Arrange all of the material below as a numbered list, one line per item, skipping blank lines and leaving out the pictures.
#### Supplied records ####
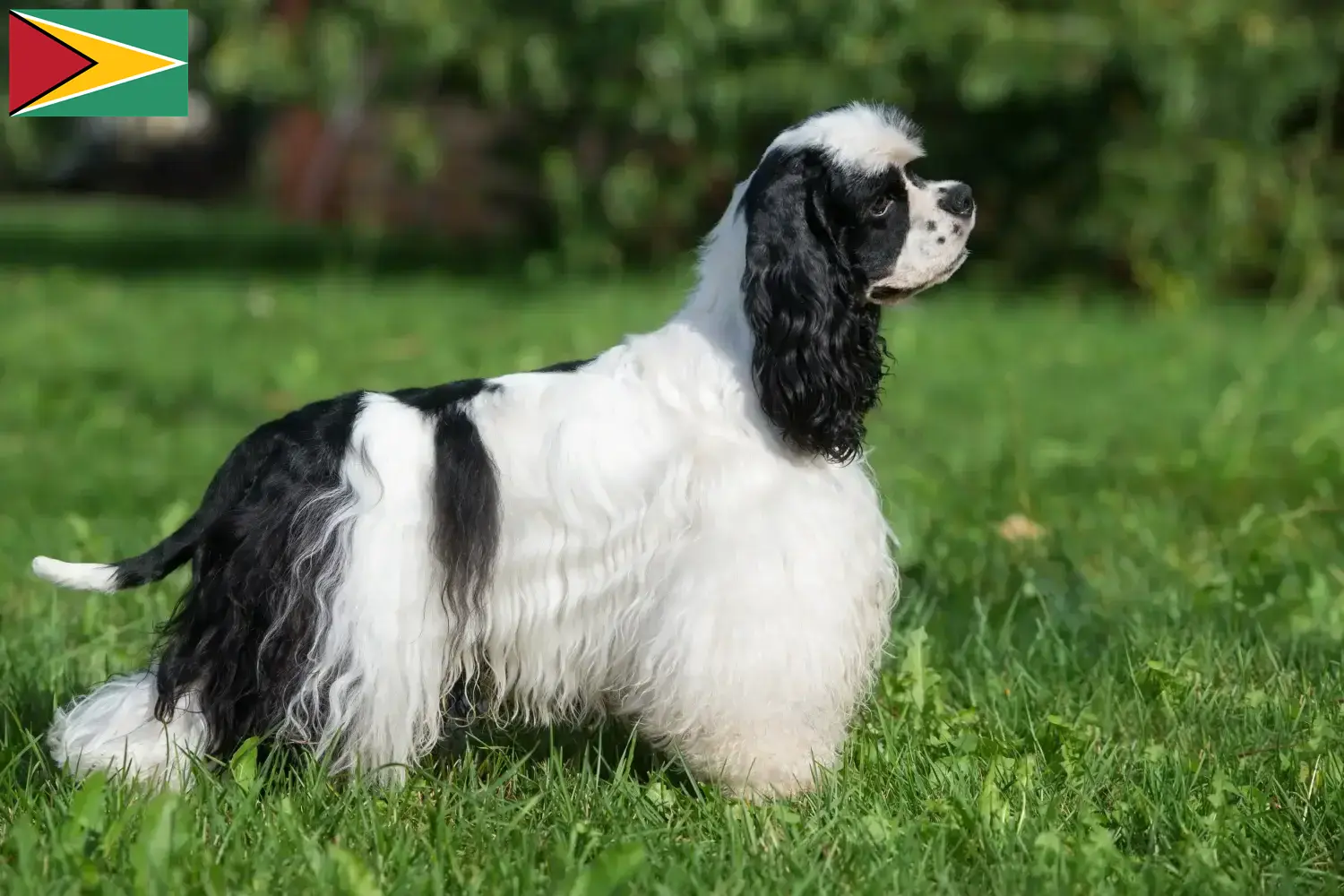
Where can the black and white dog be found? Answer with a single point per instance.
(682, 532)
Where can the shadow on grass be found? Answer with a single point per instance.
(137, 238)
(607, 751)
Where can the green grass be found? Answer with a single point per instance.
(1147, 699)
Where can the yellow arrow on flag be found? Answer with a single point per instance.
(116, 62)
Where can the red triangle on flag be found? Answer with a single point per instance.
(39, 62)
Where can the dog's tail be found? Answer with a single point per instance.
(231, 482)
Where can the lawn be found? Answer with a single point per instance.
(1136, 686)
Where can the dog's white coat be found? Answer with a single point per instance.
(663, 557)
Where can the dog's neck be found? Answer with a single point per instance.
(714, 311)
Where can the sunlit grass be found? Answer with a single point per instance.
(1142, 692)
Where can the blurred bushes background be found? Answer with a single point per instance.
(1179, 147)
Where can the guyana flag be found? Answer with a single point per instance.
(99, 62)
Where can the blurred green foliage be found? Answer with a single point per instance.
(1177, 145)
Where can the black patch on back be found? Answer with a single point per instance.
(249, 621)
(467, 493)
(234, 637)
(564, 367)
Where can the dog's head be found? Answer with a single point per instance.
(839, 226)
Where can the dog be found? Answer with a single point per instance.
(680, 532)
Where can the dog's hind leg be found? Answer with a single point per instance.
(113, 728)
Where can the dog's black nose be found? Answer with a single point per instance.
(957, 201)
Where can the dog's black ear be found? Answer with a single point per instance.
(819, 357)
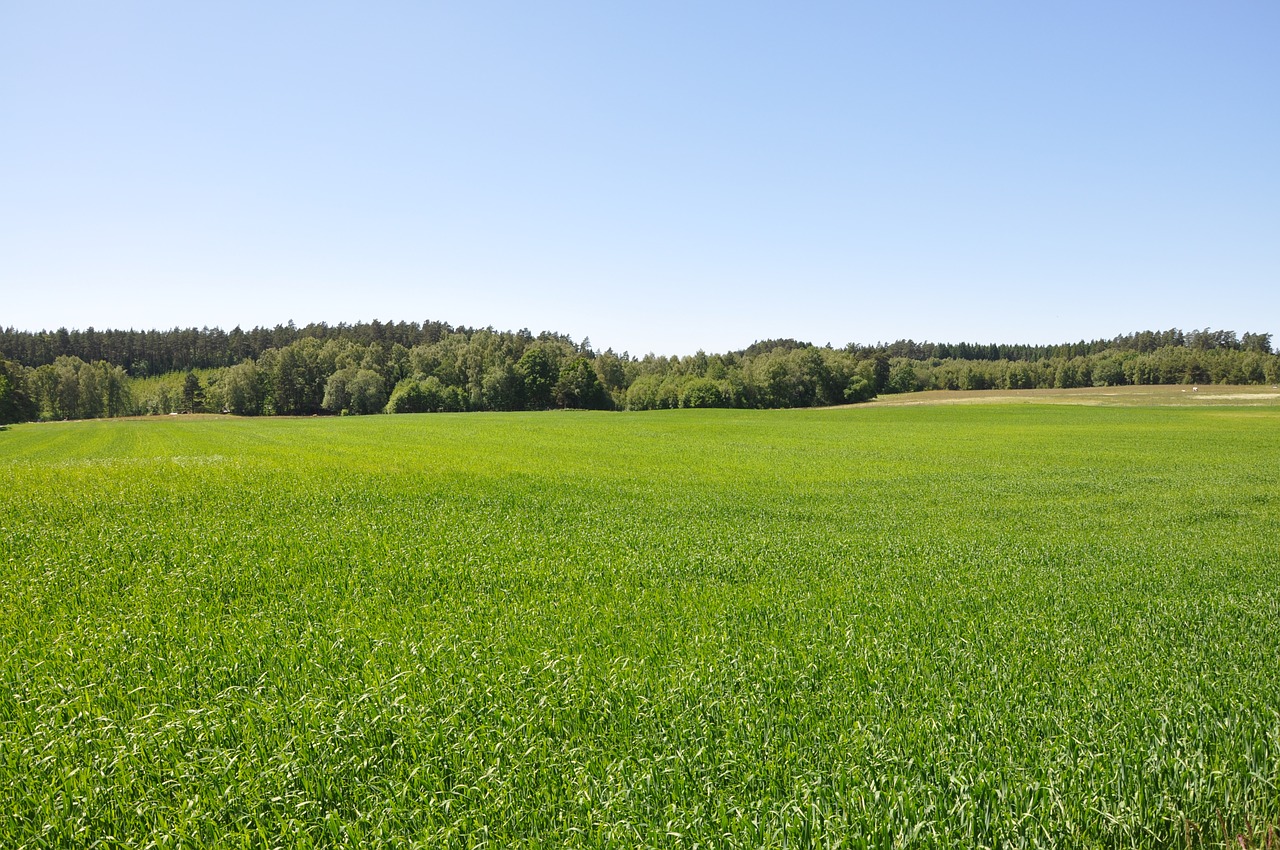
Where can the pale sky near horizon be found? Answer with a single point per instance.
(656, 176)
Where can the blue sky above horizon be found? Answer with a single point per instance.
(654, 176)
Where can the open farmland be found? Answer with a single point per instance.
(999, 625)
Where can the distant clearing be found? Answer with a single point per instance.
(1162, 396)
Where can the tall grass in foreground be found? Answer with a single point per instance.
(955, 627)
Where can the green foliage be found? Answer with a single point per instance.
(309, 370)
(690, 629)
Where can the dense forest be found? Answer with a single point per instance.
(396, 368)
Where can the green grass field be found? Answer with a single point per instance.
(956, 626)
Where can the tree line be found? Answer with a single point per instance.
(400, 368)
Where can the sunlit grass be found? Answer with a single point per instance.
(937, 626)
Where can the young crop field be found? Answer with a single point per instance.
(940, 626)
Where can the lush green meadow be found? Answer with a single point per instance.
(923, 626)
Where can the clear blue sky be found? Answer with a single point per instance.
(654, 176)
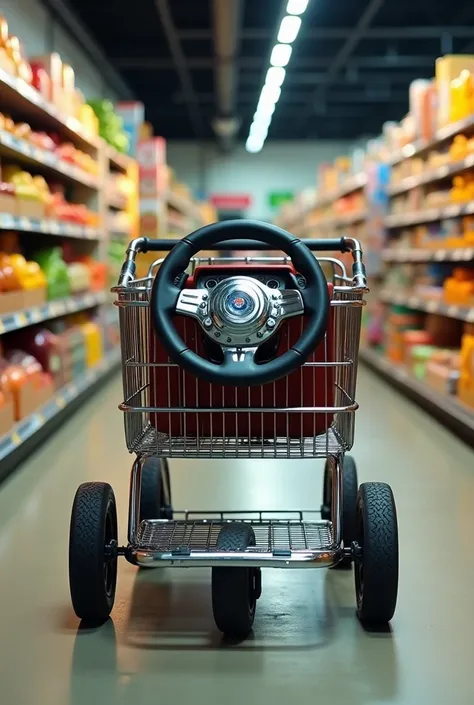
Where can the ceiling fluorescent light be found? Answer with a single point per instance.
(289, 28)
(260, 125)
(296, 7)
(259, 132)
(281, 54)
(270, 94)
(275, 76)
(264, 110)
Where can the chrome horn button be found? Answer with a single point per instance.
(239, 307)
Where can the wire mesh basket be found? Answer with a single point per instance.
(307, 414)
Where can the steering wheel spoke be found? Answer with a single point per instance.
(193, 303)
(240, 313)
(244, 357)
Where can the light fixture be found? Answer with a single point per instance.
(260, 125)
(280, 55)
(264, 110)
(270, 94)
(275, 76)
(271, 91)
(289, 28)
(253, 144)
(296, 7)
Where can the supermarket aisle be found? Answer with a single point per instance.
(307, 644)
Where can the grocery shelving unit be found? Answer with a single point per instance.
(26, 435)
(307, 216)
(397, 251)
(24, 104)
(446, 408)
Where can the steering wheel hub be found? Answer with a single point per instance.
(239, 307)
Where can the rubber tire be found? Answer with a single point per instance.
(94, 514)
(235, 590)
(376, 566)
(349, 502)
(154, 487)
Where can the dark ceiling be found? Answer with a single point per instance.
(350, 70)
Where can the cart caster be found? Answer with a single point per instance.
(235, 591)
(349, 501)
(93, 552)
(376, 554)
(155, 490)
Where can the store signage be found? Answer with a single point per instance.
(231, 201)
(277, 199)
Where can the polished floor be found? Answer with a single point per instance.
(307, 645)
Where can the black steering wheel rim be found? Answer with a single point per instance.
(165, 293)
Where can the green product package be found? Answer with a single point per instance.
(56, 272)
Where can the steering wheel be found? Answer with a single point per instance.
(240, 313)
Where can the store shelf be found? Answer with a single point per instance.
(48, 227)
(401, 220)
(451, 412)
(455, 254)
(183, 205)
(352, 184)
(121, 235)
(120, 162)
(341, 222)
(465, 126)
(431, 176)
(23, 151)
(52, 309)
(462, 313)
(117, 201)
(26, 101)
(27, 433)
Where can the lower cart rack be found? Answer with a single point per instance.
(278, 542)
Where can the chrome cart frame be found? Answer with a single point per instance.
(284, 540)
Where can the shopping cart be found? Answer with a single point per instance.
(239, 357)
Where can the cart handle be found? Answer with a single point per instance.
(340, 244)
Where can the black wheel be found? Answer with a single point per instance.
(235, 591)
(155, 490)
(93, 552)
(349, 500)
(376, 554)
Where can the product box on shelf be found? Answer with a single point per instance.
(466, 366)
(442, 371)
(152, 169)
(7, 414)
(153, 183)
(52, 65)
(448, 69)
(8, 202)
(133, 115)
(11, 301)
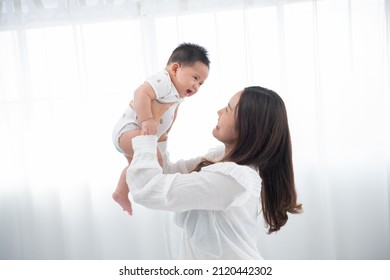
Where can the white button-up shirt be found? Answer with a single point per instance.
(216, 209)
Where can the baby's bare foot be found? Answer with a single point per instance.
(123, 201)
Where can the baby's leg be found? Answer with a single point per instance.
(121, 194)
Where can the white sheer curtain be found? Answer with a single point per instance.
(68, 69)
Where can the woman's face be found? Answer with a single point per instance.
(225, 130)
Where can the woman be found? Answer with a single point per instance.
(217, 198)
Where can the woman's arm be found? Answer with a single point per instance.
(176, 192)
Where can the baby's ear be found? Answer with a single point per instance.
(175, 66)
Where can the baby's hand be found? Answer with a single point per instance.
(149, 127)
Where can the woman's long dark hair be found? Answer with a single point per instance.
(264, 142)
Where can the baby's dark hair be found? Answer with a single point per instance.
(187, 54)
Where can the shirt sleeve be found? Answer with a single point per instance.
(204, 190)
(181, 166)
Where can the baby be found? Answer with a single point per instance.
(155, 104)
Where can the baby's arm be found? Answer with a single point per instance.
(143, 97)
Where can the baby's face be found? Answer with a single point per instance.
(188, 79)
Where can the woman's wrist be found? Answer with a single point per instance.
(145, 144)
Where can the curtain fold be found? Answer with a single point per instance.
(69, 68)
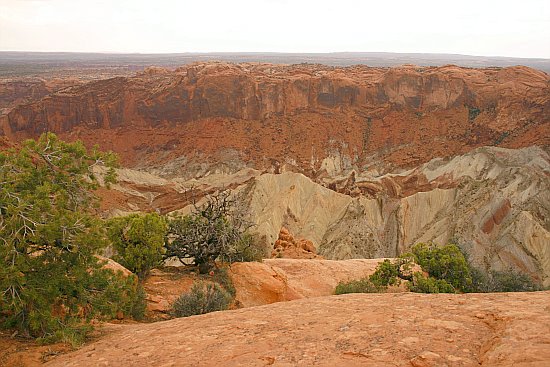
####
### Answer to the task:
1. Where can the black and white dog be found? Answer with a single point per instance.
2. (682, 532)
3. Where can the shadow on grass be found? Answer with a single point per instance.
4. (137, 238)
5. (607, 751)
6. Where can the green grass be found? Answer with a single point per instance.
7. (1147, 699)
8. Where can the yellow arrow on flag be found? Answer with a single point per instance.
9. (116, 62)
10. Where can the red triangle on flag be found? Answer with a single point per instance.
11. (39, 62)
12. Where can the dog's tail be found? Answer with a single point per instance.
13. (231, 482)
14. Where can the lawn be found? Answer with a single point per instance.
15. (1136, 686)
16. Where can the dog's white coat be found? Answer with a single point per instance.
17. (663, 557)
18. Where can the dog's neck be found? Answer with a single point per instance.
19. (714, 311)
20. Where can the sunlit grass be found? Answer with a single point per instance.
21. (1142, 692)
22. Where can the blurred bushes background be found? Answer with a single point per instance.
23. (1179, 147)
24. Where can the guyana flag be found? Answer with a single point per instance.
25. (99, 62)
26. Where can the blurred green foliage be found? Answer with a single point per instance.
27. (1177, 145)
28. Where can the black patch on back be found? Answer with a single point per instance.
29. (249, 621)
30. (467, 493)
31. (234, 637)
32. (564, 367)
33. Where can the dog's head be found? Answer with a single point per instance.
34. (839, 226)
35. Where can the dog be found? Answer with a single point per instance.
36. (680, 532)
37. Where can the dog's hind leg be found? Answer with a single point per instance.
38. (113, 728)
39. Where can the dog's black nose be found? Answer with a single point per instance.
40. (957, 201)
41. Where can the dog's black ear be found? Answer with a single point per instance.
42. (819, 357)
43. Where can the pale sky near horizon be found? Answer with a single point per instance.
44. (656, 176)
45. Where can the blue sky above horizon be found? Answer with a single point per instance.
46. (654, 176)
47. Where can the open farmland be found? Answer with a single point per instance.
48. (999, 625)
49. Where can the distant clearing be found? Answer with a single point per instance.
50. (1162, 396)
51. Where can the tall grass in foreground be found? Answer with a single point per instance.
52. (955, 627)
53. Where can the green foliage be found? Answer with a single point per instance.
54. (309, 370)
55. (690, 629)
56. Where can the dense forest be found? Answer with a single point per instance.
57. (396, 368)
58. Where can the green grass field be found? Answer with a single point per instance.
59. (956, 626)
60. Where can the tree line be found? Answer with a single point per instance.
61. (400, 368)
62. Where can the sunlit grass be found? Answer with a single point per instance.
63. (937, 626)
64. Where can the young crop field be found? Answer with a single point per instance.
65. (940, 626)
66. Where can the lush green meadow be found? Answer with a single point per instance.
67. (923, 626)
68. Where can the clear blue sky be found? Answer with a single point per instance.
69. (654, 176)
70. Where can the ceiling fluorescent light be found? Answer with a single point per instance.
71. (289, 28)
72. (260, 125)
73. (296, 7)
74. (259, 132)
75. (281, 54)
76. (270, 94)
77. (275, 76)
78. (264, 110)
79. Where can the chrome horn button be found? Answer with a single point per instance.
80. (239, 307)
81. Where can the wire mesh basket be found? Answer with a single point per instance.
82. (307, 414)
83. Where can the steering wheel spoke be found? Answer with a single point per instance.
84. (193, 303)
85. (240, 313)
86. (244, 357)
87. Where can the light fixture be found? Answer with a single point per instance.
88. (260, 125)
89. (280, 55)
90. (264, 110)
91. (270, 94)
92. (275, 76)
93. (271, 91)
94. (289, 28)
95. (253, 144)
96. (296, 7)
97. Where can the supermarket aisle be found? Answer with a single point per instance.
98. (307, 644)
99. Where can the grocery shelving unit be found? Answer with a single point per instance.
100. (26, 435)
101. (307, 216)
102. (397, 251)
103. (24, 104)
104. (446, 408)
105. Where can the steering wheel hub be found? Answer with a single point per instance.
106. (239, 307)
107. Where can the rubber tire be found? Answer with a single point per instance.
108. (94, 514)
109. (235, 590)
110. (376, 566)
111. (349, 502)
112. (154, 487)
113. Where can the dark ceiling be found? Answer with a single point per instance.
114. (350, 70)
115. Where can the cart caster be found? Answer with a single point per instance.
116. (235, 591)
117. (349, 501)
118. (93, 552)
119. (376, 554)
120. (155, 490)
121. Where can the store signage be found? Answer with a single point per instance.
122. (231, 201)
123. (277, 199)
124. Where can the polished floor be found? Answer with a single point per instance.
125. (307, 645)
126. Where can the black steering wheel rim be found? Answer with a single point per instance.
127. (165, 293)
128. Where can the green product package be found? Answer with a single point per instance.
129. (56, 272)
130. Where can the steering wheel be found? Answer with a single point per instance.
131. (240, 313)
132. Where can the store shelf be found? Answer with a single point per instance.
133. (48, 227)
134. (401, 220)
135. (451, 412)
136. (455, 254)
137. (183, 205)
138. (352, 184)
139. (121, 235)
140. (120, 162)
141. (341, 222)
142. (465, 126)
143. (431, 176)
144. (23, 151)
145. (52, 309)
146. (462, 313)
147. (117, 201)
148. (26, 101)
149. (27, 433)
150. Where can the lower cart rack be found? Answer with a single point per instance.
151. (278, 542)
152. Where can the chrome cart frame be found? Answer with a single point per instance.
153. (284, 540)
154. Where can the shopping cart be found? Answer with a single point per instance.
155. (239, 357)
156. Where can the cart handle be found? Answer with a single point per instance.
157. (340, 244)
158. Where can the black wheel be found? Answer with a single point per instance.
159. (235, 591)
160. (155, 490)
161. (93, 552)
162. (349, 500)
163. (376, 554)
164. Where can the product box on shelf be found? Answer with a single point per instance.
165. (466, 366)
166. (442, 371)
167. (152, 169)
168. (7, 414)
169. (153, 183)
170. (52, 65)
171. (448, 69)
172. (8, 202)
173. (133, 115)
174. (11, 301)
175. Where can the white button-up shirt be found? Answer with a single point per instance.
176. (216, 209)
177. Where can the baby's bare foot be found? Answer with a single point per instance.
178. (123, 201)
179. Where can the baby's leg be found? Answer with a single point per instance.
180. (121, 194)
181. Where can the white sheer curtain be found? Answer with a single point per instance.
182. (68, 69)
183. Where can the woman's face be found? Answer with a single point per instance.
184. (225, 130)
185. Where can the woman be found? Answer with a single point per instance.
186. (217, 198)
187. Where can the woman's arm be found? Answer with a single point per instance.
188. (176, 192)
189. Where can the baby's ear be found? Answer with a single point per instance.
190. (175, 66)
191. Where can the baby's hand be found? Answer with a single point per instance.
192. (149, 127)
193. Where can the woman's long dark hair be found? Answer with a single point per instance.
194. (264, 142)
195. Where can the baby's dark hair be found? Answer with a single point per instance.
196. (187, 54)
197. Where can the shirt sleeve be found? Answer with a single point per instance.
198. (204, 190)
199. (181, 166)
200. Where can the baby be found? Answer with a single point per instance.
201. (155, 104)
202. Where can the baby's arm be found? Answer with a single point per instance.
203. (143, 97)
204. Where can the baby's face be found? Answer with a single point per instance.
205. (188, 79)
206. Where can the woman's wrist be found? Answer with a single point per instance.
207. (145, 144)
208. Where can the curtain fold be found? Answer with a single point per instance.
209. (69, 68)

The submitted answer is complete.